(YOUR OBJECTIVE) Extract every line of the entries below that contains the word "positive", treating uppercase and lowercase as different.

(DATASET EXTRACT)
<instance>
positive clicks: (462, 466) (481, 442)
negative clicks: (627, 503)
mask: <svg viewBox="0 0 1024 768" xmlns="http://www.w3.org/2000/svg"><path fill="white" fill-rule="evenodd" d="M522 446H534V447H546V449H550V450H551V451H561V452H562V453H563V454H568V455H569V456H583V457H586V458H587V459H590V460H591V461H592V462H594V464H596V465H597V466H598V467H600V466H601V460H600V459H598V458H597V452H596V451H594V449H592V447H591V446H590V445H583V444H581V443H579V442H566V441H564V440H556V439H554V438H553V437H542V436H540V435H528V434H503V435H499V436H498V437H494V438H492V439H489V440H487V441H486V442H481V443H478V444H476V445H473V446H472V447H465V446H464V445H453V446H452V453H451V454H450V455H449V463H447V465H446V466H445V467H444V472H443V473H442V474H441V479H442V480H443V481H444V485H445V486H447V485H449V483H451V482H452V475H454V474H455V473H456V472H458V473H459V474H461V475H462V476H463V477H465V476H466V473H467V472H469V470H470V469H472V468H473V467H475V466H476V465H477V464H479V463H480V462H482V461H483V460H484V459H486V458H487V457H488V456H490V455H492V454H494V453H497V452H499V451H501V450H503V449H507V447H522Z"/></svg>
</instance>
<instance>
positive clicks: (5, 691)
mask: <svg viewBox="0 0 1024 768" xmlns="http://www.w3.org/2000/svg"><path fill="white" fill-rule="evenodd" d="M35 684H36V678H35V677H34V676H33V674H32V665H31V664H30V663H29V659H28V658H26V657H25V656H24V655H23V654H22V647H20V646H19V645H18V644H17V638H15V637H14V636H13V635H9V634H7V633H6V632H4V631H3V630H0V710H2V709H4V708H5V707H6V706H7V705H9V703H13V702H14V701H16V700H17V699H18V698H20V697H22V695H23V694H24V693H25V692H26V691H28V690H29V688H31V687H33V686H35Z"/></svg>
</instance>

...

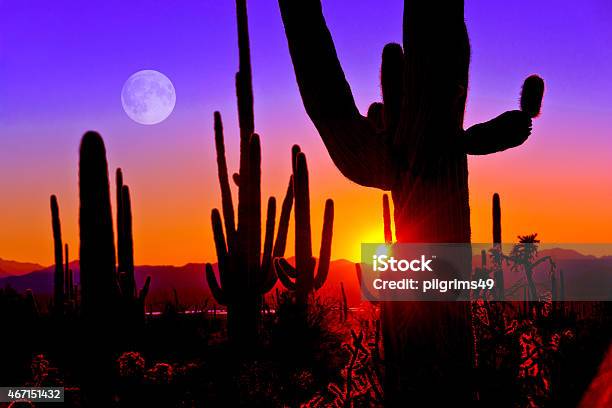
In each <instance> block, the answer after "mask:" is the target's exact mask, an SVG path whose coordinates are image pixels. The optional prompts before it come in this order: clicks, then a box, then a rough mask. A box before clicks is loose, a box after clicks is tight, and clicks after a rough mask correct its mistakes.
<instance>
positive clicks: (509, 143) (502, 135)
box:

--

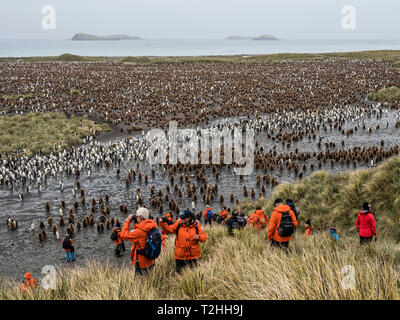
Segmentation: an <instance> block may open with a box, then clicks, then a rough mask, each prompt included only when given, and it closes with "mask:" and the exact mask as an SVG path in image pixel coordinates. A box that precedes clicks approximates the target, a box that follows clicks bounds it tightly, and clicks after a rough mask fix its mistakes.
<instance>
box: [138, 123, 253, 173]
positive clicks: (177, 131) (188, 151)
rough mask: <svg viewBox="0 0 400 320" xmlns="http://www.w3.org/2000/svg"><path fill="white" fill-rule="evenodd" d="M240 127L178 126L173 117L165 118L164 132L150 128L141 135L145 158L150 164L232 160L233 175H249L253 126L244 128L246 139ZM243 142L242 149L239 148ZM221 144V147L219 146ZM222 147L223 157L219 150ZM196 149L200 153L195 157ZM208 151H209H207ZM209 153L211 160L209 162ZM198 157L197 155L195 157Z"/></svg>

(SOLUTION)
positive clicks: (462, 466) (481, 442)
positive clicks: (5, 691)
positive clicks: (509, 143) (502, 135)
positive clicks: (177, 131) (188, 151)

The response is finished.